[Extracted text]

But who is to speak up for a well told story? What about Homer, for example? Oh, for sure, we all think of the Iliad and the Odyssey as great works of high art, but when they were fresh and new and poets were shouting those stories over the sound of crashing wine dark Aegean waves along a white rocky Athenian coast on hot, summer festival days, they were just grand stories that entertained the crowds. They were, gasp, popular!

And what ‘great art’ is ever popular? How hard are Don DeLillo book signing tickets to come by? Ever scalped your season pass to the Kafka museum to the highest bidder so that you might afford a once in a lifetimes ‘Night With Richard Ford’?

Of course, it’s unfair (and also plain wrong) to claim that because something is popular it is somehow a metric of quality or because something is obscure and has the word ‘aesthetics’ in the title it is somehow automatically good.

Yet I don’t think it’s so simple either.

Why can’t something that is good also find a wide audience? I sometimes wonder if artists too often stick their heads up their own asses in an effort to shun popular society. There does seem to be a disdain for ‘the unwashed masses’ by the hipster set who only qualify the unknown with a seal of approval. In fact, Martin’s book here gets upturned noses from the ‘arty’ crowd because they’re ‘just silly kids books’.

But are they?

How many other serious novelists are exploring the world we really live in, a world that actually is a little dangerous and full of manipulative people who are quick to take advantage of another person’s weakness? I mean, look at politics (any era in history), it’s full of the very people Martin is writing about and he’s practically giving us a field-guide to understanding and observing your everyday nefarious evil-doers.

Martin is, at the heart of it all, writing about the sad reality of the world we live in where most of us have very little influence on the world around us, are at the mercy of powers much greater than us, where a lot of our lives are filled with mind-numbing sameness and struggle and sacrifice and when we think about it realize that there’s not much we’ll ever be able to do about any of it.

[/Extracted text]
[Material supplied]

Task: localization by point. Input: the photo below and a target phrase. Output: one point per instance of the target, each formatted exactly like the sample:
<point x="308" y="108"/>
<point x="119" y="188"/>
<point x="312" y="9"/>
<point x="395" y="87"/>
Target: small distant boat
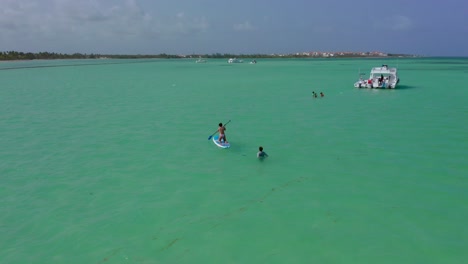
<point x="234" y="60"/>
<point x="379" y="78"/>
<point x="200" y="60"/>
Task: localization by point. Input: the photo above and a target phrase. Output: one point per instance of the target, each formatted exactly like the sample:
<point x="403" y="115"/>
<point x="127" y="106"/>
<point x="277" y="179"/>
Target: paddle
<point x="217" y="130"/>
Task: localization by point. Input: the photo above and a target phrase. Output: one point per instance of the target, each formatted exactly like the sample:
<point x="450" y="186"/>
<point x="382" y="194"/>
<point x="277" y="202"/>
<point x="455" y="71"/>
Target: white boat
<point x="379" y="78"/>
<point x="234" y="60"/>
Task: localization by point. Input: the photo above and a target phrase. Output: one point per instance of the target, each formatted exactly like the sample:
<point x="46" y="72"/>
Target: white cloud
<point x="245" y="26"/>
<point x="402" y="23"/>
<point x="89" y="19"/>
<point x="396" y="23"/>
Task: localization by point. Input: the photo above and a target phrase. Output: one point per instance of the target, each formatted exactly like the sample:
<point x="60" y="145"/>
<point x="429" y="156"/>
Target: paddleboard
<point x="220" y="144"/>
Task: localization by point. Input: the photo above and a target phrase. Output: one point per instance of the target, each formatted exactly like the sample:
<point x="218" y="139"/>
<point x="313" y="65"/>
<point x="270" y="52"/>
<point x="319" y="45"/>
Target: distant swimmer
<point x="261" y="153"/>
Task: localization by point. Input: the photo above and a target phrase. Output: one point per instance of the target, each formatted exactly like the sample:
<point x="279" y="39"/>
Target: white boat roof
<point x="384" y="69"/>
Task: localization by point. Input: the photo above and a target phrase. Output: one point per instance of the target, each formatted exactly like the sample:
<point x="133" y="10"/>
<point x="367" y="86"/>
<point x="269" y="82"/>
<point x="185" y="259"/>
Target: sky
<point x="426" y="28"/>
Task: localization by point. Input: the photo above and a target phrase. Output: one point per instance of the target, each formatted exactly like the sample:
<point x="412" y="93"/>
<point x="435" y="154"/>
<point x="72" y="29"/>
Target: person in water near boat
<point x="261" y="153"/>
<point x="222" y="133"/>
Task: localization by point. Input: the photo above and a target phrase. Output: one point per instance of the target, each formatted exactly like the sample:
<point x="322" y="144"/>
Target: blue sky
<point x="429" y="28"/>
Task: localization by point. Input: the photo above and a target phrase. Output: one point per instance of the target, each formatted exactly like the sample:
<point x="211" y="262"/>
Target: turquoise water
<point x="108" y="161"/>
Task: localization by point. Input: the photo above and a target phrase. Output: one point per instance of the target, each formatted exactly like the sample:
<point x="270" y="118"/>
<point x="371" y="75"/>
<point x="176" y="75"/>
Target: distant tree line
<point x="15" y="55"/>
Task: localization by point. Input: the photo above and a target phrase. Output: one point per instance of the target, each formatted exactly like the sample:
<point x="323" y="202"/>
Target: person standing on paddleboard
<point x="261" y="153"/>
<point x="222" y="133"/>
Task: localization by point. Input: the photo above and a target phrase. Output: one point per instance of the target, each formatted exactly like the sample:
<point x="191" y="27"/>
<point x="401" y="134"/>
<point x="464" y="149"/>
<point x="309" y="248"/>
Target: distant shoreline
<point x="22" y="56"/>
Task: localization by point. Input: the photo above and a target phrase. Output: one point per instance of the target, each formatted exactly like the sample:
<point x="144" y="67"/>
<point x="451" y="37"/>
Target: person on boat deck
<point x="261" y="153"/>
<point x="222" y="133"/>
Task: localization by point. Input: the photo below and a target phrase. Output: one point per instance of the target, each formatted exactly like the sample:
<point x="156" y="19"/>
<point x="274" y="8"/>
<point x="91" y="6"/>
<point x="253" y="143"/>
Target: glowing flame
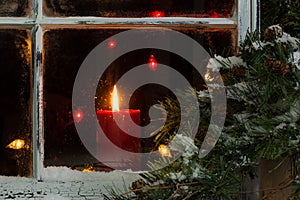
<point x="16" y="144"/>
<point x="89" y="169"/>
<point x="115" y="100"/>
<point x="152" y="63"/>
<point x="164" y="151"/>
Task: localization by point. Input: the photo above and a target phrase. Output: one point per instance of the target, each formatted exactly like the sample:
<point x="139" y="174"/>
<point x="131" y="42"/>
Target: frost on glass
<point x="63" y="54"/>
<point x="15" y="103"/>
<point x="140" y="8"/>
<point x="14" y="8"/>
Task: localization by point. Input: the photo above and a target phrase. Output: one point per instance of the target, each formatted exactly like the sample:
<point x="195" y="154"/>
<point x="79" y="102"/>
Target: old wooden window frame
<point x="245" y="18"/>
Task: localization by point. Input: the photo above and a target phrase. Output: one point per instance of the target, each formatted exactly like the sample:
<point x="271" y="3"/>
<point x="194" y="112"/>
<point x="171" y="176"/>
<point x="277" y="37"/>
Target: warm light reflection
<point x="78" y="115"/>
<point x="89" y="169"/>
<point x="164" y="151"/>
<point x="16" y="144"/>
<point x="115" y="100"/>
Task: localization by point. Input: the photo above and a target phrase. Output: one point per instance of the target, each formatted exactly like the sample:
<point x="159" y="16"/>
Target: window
<point x="43" y="44"/>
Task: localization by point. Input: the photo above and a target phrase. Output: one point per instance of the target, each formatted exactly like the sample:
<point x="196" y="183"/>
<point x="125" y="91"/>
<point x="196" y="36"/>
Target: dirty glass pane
<point x="14" y="8"/>
<point x="15" y="103"/>
<point x="64" y="52"/>
<point x="140" y="8"/>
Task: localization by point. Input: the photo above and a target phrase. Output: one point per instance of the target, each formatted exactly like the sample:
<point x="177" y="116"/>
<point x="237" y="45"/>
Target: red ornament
<point x="152" y="63"/>
<point x="78" y="115"/>
<point x="112" y="44"/>
<point x="157" y="13"/>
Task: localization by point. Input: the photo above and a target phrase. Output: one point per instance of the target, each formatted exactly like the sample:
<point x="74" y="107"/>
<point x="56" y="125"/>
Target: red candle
<point x="117" y="133"/>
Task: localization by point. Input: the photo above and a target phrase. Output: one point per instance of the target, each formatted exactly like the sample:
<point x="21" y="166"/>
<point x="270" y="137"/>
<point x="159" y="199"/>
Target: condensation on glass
<point x="64" y="51"/>
<point x="15" y="8"/>
<point x="15" y="103"/>
<point x="140" y="8"/>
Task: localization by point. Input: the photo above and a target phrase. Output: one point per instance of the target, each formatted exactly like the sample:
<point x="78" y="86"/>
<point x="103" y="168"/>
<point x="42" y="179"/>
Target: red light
<point x="78" y="116"/>
<point x="152" y="63"/>
<point x="157" y="13"/>
<point x="112" y="44"/>
<point x="214" y="14"/>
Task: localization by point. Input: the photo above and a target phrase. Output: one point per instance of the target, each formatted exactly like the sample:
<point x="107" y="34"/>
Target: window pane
<point x="141" y="8"/>
<point x="14" y="8"/>
<point x="64" y="52"/>
<point x="15" y="103"/>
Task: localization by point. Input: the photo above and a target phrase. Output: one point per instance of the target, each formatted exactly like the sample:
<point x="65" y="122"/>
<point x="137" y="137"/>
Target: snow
<point x="67" y="174"/>
<point x="54" y="197"/>
<point x="220" y="62"/>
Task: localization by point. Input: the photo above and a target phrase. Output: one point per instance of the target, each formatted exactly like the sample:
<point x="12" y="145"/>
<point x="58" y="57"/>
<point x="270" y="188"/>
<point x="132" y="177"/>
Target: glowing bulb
<point x="157" y="13"/>
<point x="208" y="77"/>
<point x="115" y="99"/>
<point x="214" y="14"/>
<point x="164" y="151"/>
<point x="78" y="115"/>
<point x="16" y="144"/>
<point x="152" y="63"/>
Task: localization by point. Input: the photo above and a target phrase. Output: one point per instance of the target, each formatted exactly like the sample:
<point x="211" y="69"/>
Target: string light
<point x="164" y="151"/>
<point x="152" y="63"/>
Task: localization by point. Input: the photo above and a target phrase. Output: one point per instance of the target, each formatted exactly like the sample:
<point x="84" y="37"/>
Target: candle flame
<point x="115" y="99"/>
<point x="16" y="144"/>
<point x="164" y="151"/>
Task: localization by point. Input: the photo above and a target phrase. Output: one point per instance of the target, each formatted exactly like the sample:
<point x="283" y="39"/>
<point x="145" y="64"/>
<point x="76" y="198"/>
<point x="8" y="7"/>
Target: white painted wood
<point x="245" y="18"/>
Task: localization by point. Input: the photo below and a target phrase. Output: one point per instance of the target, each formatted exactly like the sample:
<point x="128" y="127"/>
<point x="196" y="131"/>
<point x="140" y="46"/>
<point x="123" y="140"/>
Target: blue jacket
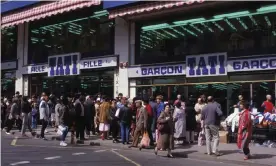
<point x="160" y="108"/>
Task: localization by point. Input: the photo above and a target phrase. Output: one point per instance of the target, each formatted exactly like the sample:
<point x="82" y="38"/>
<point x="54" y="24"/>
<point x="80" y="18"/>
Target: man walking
<point x="211" y="114"/>
<point x="44" y="114"/>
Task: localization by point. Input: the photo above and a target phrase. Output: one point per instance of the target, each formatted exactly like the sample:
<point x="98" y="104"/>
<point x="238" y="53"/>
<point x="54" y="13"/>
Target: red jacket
<point x="149" y="110"/>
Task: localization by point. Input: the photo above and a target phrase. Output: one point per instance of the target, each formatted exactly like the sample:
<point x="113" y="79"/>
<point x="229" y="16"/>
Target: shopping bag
<point x="117" y="113"/>
<point x="60" y="130"/>
<point x="201" y="138"/>
<point x="145" y="142"/>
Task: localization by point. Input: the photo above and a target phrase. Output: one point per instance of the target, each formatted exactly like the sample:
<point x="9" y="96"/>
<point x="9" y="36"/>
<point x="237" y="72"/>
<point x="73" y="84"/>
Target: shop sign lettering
<point x="149" y="71"/>
<point x="64" y="65"/>
<point x="98" y="63"/>
<point x="268" y="63"/>
<point x="37" y="69"/>
<point x="206" y="65"/>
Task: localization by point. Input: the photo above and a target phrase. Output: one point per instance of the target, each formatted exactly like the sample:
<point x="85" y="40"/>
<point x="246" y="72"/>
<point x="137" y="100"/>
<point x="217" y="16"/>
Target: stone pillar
<point x="121" y="83"/>
<point x="20" y="59"/>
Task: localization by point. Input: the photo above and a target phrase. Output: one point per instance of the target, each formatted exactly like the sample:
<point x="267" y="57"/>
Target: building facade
<point x="191" y="48"/>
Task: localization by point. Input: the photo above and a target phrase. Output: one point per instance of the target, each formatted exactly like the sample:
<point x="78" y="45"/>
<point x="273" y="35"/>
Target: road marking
<point x="77" y="154"/>
<point x="13" y="143"/>
<point x="52" y="158"/>
<point x="21" y="162"/>
<point x="98" y="151"/>
<point x="127" y="159"/>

[/Material supplied]

Exercise requirements:
A - List every writer the passage about popular storytelling mentions by name.
B - Repeat the passage about popular storytelling word for word from "And what ‘great" to "With Richard Ford’?".
You won't need any of those lines.

Answers by task:
A - Homer, Don DeLillo, Kafka, Richard Ford, Martin

B -
And what ‘great art’ is ever popular? How hard are Don DeLillo book signing tickets to come by? Ever scalped your season pass to the Kafka museum to the highest bidder so that you might afford a once in a lifetimes ‘Night With Richard Ford’?